### REQUIRED ACTION 1
In the forum thread about Rambo's eye, how much do the writer's vet visits cost?
### REQUIRED ACTION 2
Quote the forum thread about Rambo's eye from "Now I'm wondering" to "for your concern!".

### SOURCE TEXT

"""

Um, WOW! I owe Liz $40 (how much our vet visits cost), because when we woke up this morning Rambo is not squinting his eye AT ALL! No swelling, no redness, no blinking, no sensitivity, nothing! We actually slept in and Rambo woke me up around 10:45am by jumping on the bed and giving me kisses LOL! I'd say he's feeling a lot better! I put the Vit E in his eye last night right before bed, I'm going to do it again this morning and again in the evening. Liz, should I do it for a couple of days just in case? 

Now I'm wondering what it could have been, if there was just something in his eye that irritated it or what? He hasn't puked anymore (I'm pretty sure it was that stinky meat yesterday that made him puke) and his morning poop was good. He's bouncing around playing in the yard right now, making me nervous that he's gonna get something else stuck in his eye lol. Thank you everyone for your concern!


----------



## Sprocket

I'd guess t was a small irritant like the sand in his bed


----------



## catahoulamom

Sprocket said:


> I'd guess t was a small irritant like the sand in his bed


Exactly what I was thinking.


----------



## NewYorkDogue

catahoulamom said:


> Um, WOW! I owe Liz $40 (how much our vet visits cost), because when we woke up this morning Rambo is not squinting his eye AT ALL! No swelling, no redness, no blinking, no sensitivity, nothing! We actually slept in and Rambo woke me up around 10:45am by jumping on the bed and giving me kisses LOL! I'd say he's feeling a lot better! I put the Vit E in his eye last night right before bed, I'm going to do it again this morning and again in the evening. Liz, should I do it for a couple of days just in case?

"""

### INFORMATION
"""

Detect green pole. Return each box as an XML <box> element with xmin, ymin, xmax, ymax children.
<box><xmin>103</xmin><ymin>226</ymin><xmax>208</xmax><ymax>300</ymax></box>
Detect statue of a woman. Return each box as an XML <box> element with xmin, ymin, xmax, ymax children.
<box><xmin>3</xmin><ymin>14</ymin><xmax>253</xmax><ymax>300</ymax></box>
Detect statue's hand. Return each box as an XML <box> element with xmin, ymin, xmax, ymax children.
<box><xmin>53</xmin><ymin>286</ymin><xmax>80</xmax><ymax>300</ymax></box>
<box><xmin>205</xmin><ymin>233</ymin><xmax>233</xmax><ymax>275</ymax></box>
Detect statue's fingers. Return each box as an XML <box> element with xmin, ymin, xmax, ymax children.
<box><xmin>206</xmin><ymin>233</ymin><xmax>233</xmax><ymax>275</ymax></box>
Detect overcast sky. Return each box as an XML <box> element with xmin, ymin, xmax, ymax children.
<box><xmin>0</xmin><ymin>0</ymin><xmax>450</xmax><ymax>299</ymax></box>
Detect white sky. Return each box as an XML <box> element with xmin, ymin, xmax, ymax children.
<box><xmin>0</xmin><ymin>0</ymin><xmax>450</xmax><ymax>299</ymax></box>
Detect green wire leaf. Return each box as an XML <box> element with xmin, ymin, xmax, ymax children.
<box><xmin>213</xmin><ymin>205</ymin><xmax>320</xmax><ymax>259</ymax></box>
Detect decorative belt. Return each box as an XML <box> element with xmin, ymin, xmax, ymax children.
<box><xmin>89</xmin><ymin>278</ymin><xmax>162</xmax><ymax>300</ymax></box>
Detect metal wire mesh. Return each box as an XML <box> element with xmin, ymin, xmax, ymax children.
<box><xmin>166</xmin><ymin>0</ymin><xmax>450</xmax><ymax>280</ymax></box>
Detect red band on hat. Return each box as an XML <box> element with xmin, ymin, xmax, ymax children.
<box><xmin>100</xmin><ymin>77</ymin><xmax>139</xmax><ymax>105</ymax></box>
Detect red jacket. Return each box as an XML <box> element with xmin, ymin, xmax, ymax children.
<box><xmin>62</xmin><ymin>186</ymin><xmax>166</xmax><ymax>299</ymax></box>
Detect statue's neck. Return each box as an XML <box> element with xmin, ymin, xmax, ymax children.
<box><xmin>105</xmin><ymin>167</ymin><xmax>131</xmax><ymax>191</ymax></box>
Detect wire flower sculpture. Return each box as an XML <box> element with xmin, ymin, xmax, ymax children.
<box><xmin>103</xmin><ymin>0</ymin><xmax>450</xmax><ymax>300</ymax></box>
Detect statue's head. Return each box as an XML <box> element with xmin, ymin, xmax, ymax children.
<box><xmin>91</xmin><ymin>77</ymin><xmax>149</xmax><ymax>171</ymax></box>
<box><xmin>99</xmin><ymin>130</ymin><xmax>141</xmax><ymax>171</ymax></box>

"""
"""

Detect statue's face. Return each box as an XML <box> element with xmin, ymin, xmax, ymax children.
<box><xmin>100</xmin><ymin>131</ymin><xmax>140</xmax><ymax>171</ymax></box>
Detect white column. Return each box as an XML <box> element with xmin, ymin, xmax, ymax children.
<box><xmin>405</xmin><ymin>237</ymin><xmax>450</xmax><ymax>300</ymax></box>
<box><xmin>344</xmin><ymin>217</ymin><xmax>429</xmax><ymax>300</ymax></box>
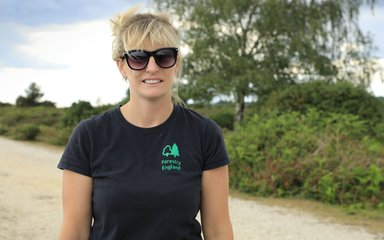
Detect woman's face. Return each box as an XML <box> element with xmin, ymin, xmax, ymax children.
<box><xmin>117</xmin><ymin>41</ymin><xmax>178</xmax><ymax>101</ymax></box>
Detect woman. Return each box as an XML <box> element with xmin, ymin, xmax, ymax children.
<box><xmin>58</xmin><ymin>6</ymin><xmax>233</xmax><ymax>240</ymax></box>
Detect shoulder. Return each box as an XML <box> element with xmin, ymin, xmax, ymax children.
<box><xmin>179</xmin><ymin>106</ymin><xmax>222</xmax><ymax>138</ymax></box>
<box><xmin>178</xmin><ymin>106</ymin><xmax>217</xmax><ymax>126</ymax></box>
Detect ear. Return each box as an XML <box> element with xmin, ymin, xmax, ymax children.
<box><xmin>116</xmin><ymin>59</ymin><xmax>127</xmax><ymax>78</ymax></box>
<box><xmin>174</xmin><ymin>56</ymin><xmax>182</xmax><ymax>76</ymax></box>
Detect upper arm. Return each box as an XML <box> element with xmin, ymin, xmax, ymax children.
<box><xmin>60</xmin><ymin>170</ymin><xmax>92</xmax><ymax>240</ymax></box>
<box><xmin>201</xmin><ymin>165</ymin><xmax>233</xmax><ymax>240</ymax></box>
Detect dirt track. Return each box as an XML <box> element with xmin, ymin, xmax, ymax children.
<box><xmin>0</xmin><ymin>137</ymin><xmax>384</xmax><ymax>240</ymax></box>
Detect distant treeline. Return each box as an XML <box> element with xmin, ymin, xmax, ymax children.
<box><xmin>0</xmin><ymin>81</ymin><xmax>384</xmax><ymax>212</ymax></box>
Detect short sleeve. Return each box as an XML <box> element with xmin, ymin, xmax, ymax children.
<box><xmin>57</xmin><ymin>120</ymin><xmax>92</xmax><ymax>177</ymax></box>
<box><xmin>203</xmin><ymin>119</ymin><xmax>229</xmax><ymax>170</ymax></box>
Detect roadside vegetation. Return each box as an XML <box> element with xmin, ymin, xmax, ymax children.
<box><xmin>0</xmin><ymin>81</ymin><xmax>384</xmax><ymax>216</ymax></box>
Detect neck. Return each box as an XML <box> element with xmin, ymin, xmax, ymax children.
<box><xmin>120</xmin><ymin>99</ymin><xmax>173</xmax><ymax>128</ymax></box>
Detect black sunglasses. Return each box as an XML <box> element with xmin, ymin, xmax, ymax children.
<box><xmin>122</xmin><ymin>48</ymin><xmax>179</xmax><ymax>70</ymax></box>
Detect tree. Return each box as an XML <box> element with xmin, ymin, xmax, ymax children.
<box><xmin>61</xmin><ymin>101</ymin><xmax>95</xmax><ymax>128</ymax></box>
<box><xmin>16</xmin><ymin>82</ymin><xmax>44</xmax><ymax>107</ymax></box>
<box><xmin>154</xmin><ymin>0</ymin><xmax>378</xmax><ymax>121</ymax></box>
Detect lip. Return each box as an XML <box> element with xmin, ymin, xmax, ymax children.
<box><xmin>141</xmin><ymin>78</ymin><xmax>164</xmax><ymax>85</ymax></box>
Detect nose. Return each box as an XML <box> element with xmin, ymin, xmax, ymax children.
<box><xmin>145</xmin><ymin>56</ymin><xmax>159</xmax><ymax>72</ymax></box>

"""
"""

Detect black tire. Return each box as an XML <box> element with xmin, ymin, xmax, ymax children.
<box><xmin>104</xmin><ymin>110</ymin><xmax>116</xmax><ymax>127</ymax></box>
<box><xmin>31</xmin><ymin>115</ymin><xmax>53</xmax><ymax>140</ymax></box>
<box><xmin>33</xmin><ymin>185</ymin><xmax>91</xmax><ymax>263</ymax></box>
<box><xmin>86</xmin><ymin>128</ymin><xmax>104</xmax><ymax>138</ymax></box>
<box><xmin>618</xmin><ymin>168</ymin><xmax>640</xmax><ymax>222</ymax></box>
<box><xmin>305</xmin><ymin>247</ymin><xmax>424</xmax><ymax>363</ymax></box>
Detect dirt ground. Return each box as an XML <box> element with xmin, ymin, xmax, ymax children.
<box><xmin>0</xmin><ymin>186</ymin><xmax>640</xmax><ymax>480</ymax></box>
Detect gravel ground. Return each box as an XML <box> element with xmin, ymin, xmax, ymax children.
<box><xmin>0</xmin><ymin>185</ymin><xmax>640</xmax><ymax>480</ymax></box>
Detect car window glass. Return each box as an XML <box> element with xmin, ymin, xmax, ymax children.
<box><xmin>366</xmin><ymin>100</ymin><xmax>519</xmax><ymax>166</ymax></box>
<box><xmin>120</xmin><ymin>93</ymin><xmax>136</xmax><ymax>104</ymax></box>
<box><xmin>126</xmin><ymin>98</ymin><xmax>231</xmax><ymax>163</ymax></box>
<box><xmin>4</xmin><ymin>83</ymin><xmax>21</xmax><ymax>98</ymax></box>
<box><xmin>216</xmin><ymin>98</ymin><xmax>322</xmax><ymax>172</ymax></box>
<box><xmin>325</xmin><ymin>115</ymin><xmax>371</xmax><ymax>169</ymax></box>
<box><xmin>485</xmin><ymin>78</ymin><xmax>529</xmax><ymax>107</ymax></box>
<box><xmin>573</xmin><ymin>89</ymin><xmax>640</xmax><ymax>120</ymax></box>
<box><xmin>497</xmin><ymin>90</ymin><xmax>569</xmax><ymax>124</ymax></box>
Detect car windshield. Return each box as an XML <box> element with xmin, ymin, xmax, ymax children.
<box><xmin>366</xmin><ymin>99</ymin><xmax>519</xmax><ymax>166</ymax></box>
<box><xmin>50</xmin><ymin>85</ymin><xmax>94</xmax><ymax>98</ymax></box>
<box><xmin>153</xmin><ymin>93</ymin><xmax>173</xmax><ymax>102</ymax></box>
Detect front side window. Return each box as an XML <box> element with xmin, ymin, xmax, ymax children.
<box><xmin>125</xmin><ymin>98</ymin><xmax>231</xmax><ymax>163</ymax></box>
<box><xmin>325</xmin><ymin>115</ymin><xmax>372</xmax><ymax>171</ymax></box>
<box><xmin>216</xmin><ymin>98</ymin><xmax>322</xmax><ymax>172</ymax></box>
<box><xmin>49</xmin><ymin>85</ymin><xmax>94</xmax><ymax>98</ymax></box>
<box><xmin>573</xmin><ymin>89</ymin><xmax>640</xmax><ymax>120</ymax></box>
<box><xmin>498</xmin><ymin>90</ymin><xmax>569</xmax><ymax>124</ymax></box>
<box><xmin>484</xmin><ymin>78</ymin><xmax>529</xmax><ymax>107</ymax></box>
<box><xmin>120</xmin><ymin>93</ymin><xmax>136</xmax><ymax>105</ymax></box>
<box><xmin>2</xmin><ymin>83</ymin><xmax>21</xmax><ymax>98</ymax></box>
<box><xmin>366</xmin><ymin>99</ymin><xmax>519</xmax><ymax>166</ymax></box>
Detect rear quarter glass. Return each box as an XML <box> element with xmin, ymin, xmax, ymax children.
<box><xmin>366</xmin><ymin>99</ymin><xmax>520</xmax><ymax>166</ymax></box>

"""

### RESPONSE BOX 1
$40

### RESPONSE BOX 2
Now I'm wondering what it could have been, if there was just something in his eye that irritated it or what? He hasn't puked anymore (I'm pretty sure it was that stinky meat yesterday that made him puke) and his morning poop was good. He's bouncing around playing in the yard right now, making me nervous that he's gonna get something else stuck in his eye lol. Thank you everyone for your concern!